_What you have to do_.
Only one stretch of the records below is wanted: the lines from the one holding "Target: black boot" through the one holding "Target: sneaker sole". Return it exactly, both ends included.
Start of Listed entries
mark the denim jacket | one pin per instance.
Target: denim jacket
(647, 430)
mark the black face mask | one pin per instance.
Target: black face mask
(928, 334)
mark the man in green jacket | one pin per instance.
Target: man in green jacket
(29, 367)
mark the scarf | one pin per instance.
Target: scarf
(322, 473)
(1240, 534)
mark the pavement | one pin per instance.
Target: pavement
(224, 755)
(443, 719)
End of Listed entries
Start of Listed entries
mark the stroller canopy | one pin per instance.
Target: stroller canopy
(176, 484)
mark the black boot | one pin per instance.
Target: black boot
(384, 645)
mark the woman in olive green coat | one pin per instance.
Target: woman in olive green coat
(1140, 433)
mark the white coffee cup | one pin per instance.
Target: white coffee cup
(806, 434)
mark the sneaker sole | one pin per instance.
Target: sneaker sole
End of Listed entries
_Answer area_.
Target: black boot
(384, 645)
mark the woman in olive green coat | one pin per instance.
Target: woman in olive green coat
(1140, 433)
mark the white coffee cup | one pin per instance.
Target: white coffee cup
(806, 434)
mark the sneaker sole | one pin per instance.
Target: sneaker sole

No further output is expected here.